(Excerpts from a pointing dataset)
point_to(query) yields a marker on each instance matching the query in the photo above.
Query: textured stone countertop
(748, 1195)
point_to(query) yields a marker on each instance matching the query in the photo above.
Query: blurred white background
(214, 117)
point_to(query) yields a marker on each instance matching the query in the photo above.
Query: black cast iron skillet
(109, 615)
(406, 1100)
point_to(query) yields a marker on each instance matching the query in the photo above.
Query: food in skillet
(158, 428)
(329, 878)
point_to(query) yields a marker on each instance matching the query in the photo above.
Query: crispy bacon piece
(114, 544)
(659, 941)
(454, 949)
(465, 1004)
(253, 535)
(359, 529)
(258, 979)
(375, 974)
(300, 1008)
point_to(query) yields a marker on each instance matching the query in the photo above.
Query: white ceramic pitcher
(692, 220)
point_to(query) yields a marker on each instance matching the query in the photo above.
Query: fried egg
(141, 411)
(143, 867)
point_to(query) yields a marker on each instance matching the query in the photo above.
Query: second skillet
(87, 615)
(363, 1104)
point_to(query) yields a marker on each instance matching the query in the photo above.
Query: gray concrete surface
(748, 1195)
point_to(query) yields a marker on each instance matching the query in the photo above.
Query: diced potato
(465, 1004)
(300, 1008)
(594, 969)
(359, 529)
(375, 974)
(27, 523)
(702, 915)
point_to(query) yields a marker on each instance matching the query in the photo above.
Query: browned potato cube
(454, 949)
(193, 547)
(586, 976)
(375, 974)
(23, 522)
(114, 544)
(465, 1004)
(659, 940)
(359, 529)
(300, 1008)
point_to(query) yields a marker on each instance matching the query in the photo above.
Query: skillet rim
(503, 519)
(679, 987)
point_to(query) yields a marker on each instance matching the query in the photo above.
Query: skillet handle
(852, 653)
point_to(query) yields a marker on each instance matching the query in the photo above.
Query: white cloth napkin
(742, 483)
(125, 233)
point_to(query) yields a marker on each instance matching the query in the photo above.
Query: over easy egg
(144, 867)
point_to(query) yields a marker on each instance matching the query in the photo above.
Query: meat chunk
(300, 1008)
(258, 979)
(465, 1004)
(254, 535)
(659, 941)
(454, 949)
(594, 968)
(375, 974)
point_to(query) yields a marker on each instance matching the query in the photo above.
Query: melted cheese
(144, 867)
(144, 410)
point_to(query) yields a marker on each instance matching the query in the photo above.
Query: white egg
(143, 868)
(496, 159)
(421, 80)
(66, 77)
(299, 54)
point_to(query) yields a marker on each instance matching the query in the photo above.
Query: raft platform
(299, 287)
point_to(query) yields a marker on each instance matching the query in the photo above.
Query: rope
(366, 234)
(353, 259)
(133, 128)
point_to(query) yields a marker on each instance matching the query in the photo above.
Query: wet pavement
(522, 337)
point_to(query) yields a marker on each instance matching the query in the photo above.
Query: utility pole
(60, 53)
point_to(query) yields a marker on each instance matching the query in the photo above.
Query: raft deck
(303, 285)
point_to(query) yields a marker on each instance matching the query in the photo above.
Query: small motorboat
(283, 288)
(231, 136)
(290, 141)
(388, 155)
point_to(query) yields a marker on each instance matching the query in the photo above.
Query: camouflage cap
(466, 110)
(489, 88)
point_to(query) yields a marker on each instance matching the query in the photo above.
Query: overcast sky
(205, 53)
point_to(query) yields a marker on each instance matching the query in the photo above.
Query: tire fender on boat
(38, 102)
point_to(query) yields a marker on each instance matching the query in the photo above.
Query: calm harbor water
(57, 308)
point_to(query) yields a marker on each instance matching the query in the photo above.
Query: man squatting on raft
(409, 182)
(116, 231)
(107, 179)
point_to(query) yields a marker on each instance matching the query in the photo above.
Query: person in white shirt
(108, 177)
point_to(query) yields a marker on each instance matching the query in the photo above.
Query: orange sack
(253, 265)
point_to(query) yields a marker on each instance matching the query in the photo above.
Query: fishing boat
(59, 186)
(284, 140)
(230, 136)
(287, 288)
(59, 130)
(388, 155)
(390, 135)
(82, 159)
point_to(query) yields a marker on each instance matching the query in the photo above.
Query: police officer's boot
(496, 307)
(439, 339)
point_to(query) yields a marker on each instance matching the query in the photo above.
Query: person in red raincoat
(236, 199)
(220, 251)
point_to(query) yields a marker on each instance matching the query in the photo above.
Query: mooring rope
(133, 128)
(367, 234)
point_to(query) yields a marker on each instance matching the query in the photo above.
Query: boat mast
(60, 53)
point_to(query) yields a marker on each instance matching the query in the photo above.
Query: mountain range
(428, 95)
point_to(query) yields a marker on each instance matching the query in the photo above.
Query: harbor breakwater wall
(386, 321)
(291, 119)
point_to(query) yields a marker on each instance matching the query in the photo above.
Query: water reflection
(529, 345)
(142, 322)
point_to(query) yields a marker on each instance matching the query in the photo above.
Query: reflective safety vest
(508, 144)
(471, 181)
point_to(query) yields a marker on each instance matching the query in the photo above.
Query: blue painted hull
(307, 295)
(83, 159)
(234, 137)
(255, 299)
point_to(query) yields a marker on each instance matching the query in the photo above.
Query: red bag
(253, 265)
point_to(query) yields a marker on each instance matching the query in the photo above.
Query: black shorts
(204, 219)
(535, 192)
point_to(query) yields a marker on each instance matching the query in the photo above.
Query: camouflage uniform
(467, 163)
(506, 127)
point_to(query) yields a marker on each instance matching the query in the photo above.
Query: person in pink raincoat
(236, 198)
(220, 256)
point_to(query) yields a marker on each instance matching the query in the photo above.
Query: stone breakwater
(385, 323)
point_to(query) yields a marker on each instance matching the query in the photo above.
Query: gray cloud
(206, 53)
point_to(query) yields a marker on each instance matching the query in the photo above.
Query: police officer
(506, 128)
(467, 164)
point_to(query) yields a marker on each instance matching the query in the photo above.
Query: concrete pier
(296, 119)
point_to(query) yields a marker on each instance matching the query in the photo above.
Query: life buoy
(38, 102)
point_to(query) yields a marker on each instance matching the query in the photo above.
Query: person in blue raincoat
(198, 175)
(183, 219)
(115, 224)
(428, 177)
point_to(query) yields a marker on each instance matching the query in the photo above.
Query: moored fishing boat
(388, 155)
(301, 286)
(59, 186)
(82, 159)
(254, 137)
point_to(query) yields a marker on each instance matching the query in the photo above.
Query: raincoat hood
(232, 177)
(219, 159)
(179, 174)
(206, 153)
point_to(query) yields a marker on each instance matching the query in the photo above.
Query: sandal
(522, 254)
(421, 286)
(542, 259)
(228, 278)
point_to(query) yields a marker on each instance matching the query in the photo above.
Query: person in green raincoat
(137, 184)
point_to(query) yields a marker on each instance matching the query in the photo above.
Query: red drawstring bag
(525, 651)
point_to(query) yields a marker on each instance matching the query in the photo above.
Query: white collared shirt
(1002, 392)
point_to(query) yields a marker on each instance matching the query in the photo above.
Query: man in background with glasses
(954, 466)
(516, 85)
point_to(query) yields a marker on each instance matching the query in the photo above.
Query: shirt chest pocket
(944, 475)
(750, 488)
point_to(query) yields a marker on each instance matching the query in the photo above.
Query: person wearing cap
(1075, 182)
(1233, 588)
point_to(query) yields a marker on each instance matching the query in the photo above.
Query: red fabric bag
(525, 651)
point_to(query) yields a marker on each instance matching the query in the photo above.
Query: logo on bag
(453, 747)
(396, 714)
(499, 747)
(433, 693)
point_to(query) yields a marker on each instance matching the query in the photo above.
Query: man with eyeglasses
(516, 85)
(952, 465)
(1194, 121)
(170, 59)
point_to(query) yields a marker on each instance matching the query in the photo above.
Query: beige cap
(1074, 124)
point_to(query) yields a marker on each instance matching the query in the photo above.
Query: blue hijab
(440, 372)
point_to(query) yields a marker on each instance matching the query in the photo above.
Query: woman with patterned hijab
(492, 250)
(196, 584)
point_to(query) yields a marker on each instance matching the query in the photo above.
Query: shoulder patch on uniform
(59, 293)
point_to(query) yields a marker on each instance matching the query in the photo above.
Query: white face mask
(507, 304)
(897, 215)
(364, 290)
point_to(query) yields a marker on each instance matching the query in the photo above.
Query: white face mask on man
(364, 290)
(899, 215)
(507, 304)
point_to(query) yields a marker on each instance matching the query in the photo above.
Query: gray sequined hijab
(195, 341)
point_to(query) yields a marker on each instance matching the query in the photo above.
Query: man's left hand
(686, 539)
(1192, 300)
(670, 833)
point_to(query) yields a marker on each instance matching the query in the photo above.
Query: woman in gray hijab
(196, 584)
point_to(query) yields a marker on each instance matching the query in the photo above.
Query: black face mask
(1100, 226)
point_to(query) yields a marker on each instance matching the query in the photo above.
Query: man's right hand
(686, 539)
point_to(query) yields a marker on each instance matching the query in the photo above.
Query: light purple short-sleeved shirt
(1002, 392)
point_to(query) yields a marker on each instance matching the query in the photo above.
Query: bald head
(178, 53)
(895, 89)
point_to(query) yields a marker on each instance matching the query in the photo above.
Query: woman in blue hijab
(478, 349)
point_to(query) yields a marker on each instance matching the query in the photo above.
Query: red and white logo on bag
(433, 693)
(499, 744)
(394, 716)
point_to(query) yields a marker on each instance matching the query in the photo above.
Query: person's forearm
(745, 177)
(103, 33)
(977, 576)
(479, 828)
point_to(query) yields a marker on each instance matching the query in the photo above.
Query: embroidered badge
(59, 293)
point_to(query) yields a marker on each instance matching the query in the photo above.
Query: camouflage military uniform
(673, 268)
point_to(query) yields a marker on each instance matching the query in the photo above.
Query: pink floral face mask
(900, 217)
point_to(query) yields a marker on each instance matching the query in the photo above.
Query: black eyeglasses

§ Task statement
Gather each line of the material above that contains the string "officer", treating uppercase and lowercase as different.

§ Answer
Query: police officer's boot
Query: police officer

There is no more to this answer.